▶ QUÉ HACER:
(A) Copia literalmente el pasaje del fragmento sobre el ruido en la Universidad de Antioquia que va desde "Es un mal, una" hasta "al siguiente pasajero.", ambos incluidos.
(B) Retoma el fragmento sobre el ruido en la Universidad de Antioquia y continúalo a partir de su última oración.

▶ FRAGMENTO SELECCIONADO:

┄┄┄┄┄┄┄┄┄┄

Un testimonio probatorio de la civilización

21/05/2018
Por: Sebastián Gómez, profesor Departamento de Historia UdeA

"...Y así las cosas, no hay quién se concentre. Ni para leer, ni para trabajar en las fatigosas burocracias mixtas, ni para preparar las clases, ni para escribir, ni para calificar, ni para dar una simple asesoría, ni para conversar en paz. No hay quién piense bien bajo esas circunstancias, nadie. Una atmósfera auditiva desconsoladora y atorrante es lo que padecemos diariamente en la sede central de nuestra Universidad de Antioquia..."

Es un mal, una abominación que infelizmente se naturalizó entre nosotros. Y ya no hay remedio, se enquistó para siempre. Y cuando digo nosotros me refiero a quienes habitamos, de lunes a viernes, incluyendo sábados, ¡y algunos domingos!, la ciudad universitaria: estudiantes, empleados, profesores, transeúntes… Al costado norte, Barranquilla, también conocida como la Calle 67, una de las puertas principales de nuestro bello campus.

Quizás uno de los ejes viales más transitados por buses, busetas, motos, taxis y volquetas en Medellín. Chatarras exhaladoras de gases mortíferos y detestable material particulado. Pitan, frenan, aceleran. ¡Girardota, Bello, Copacabana!, aúlla el asistente del ¿conductor? ¡Taxi libreeeee!, decreta con un alarido la simpática dama que caballerosamente abre la puerta del vehículo al siguiente pasajero.

┄┄┄┄┄┄┄┄┄┄

▶ DATOS PROPORCIONADOS:
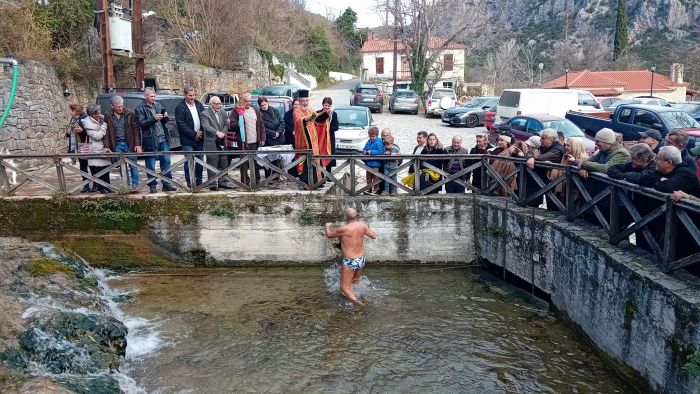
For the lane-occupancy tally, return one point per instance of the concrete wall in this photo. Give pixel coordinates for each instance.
(39, 114)
(290, 230)
(642, 318)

┄┄┄┄┄┄┄┄┄┄

▶ RESULTADOS OBTENIDOS:
(A)
Es un mal, una abominación que infelizmente se naturalizó entre nosotros. Y ya no hay remedio, se enquistó para siempre. Y cuando digo nosotros me refiero a quienes habitamos, de lunes a viernes, incluyendo sábados, ¡y algunos domingos!, la ciudad universitaria: estudiantes, empleados, profesores, transeúntes… Al costado norte, Barranquilla, también conocida como la Calle 67, una de las puertas principales de nuestro bello campus.

Quizás uno de los ejes viales más transitados por buses, busetas, motos, taxis y volquetas en Medellín. Chatarras exhaladoras de gases mortíferos y detestable material particulado. Pitan, frenan, aceleran. ¡Girardota, Bello, Copacabana!, aúlla el asistente del ¿conductor? ¡Taxi libreeeee!, decreta con un alarido la simpática dama que caballerosamente abre la puerta del vehículo al siguiente pasajero.

(B)
Si me dan a elegir yo prefiero el smog porque, sin la menor duda, el ruido del exterior, de la extensa Barranquilla a Ferrocarril, pasando por la Autopista, creo que es superado —y no en poco— por el barullo, algazara, gritería, estrépito, o como quiera llamársele a este engendro contaminante y angustiante que reina en el núcleo principal de la Alma Mater. Zumban las licuadoras de esquina a esquina en el cuadrilátero de Barrientos. Que hay tamales calientes y también mazamorra helada, vociferan un par de microempresarios entre el crepitar de chorizos empalados dispuestos sobre una plancha hirviente.

“¡Hamburguesas veganas, a la orden!”; “¡lleve la ropa de moda, estrene!”; “¡tamales, tamales, sí hay tamales!”, ofrecen con vehemencia otros nóveles emprendedores. Truena el reggaetón, repica la bachata, y desde un amplificador a alto volumen se anuncia una clase de baile cortesía de Bienestar Universitario (sic). “Vote por mi, ese soy yo; le juro, le prometo”, exclama una grabación, emitida por un odioso megáfono, que enaltece las virtudes de uno o varios dotores y dotoras en contienda por el próximo botín presidencial. ¡Boooooom! Una papa bomba, antaño “petardo”, anuncia la interrupción del día y la orden de evacuación. Se activan las alarmas de varios vehículos, uuuuuu, uuuuuu, uuuuuu.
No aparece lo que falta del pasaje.